**Stated task**
Answer these from the text below on brain scans as courtroom evidence:
1. What two things does the writer think this kind of evidence may be very vulnerable to?
2. Who told the stories heard in the discussion period?
3. How many pages of the judge's opinion in the Indian case were reportedly dedicated to defending the technology?

**Text shown**
● ● ●
The research to forensic translation is critical for neuroscience as evidence, particularly because I think it may be very vulnerable to a) confirmatory bias in experimental design and b) extremely clever legal arguments.  For example, one side offering a brain scan as evidence could cite the huge number of published research studies using the technology as proof that it is generally accepted in the field and thought to be highly accurate and reliable.  To someone who is not a researcher in the field, this sounds pretty impressive and convincing.  Of course, those who work in the field know that there are huge problems in comparing individuals to group scans, as well as many factors that should limit the forensic inferences that can be reasonably drawn from a single functional scan (Bayesian, neurophysiological limitations, ruling in or out alternative causes, individual variability in functional architecture, and so forth).

In the discussion period, I heard several stories from practicing lawyers about the brain scans they’ve brought to and responded to in the courtroom.  Coming from a research background myself, it is fascinating – and sometimes worrying – to see how the (ideally) objective science and the research community may potentially be manipulated in the adversarial process of a trial.

The talk started with a reference to last week’s (9/15) New York Times article reporting on an Indian case where a woman was convicted of poisioning her former fiance at least partly on the basis of an EEG assessment that proved her “experiential knowledge” of the crime.  We are trying to get a hold of the judge’s opinion from that case, which was reported to have 9 pages dedicated to the defense of the technology.  What this should remind us of is that “neurolaw” is already being applied to invesigation and courtroom phases of the legal system.  If serious mistakes are made, the consequences could be grave both for the people whose lives may be harmed, and for the credibility of the field itself.
● ● ●
**Provided records**
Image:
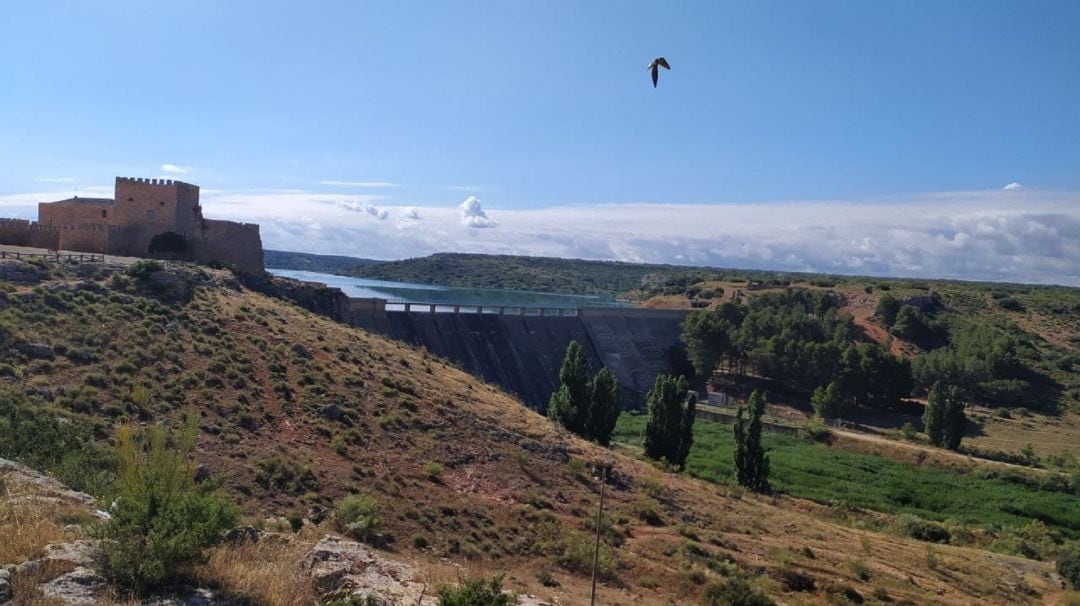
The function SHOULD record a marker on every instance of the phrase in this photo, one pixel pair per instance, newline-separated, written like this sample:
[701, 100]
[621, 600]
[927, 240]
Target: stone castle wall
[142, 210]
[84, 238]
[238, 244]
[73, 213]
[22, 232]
● ● ●
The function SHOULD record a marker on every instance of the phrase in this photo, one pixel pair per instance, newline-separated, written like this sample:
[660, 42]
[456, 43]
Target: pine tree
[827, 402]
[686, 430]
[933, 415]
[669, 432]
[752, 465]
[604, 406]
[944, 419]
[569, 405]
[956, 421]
● ● ●
**Written response**
1. Confirmatory bias in experimental design and extremely clever legal arguments.
2. Practicing lawyers.
3. 9 pages.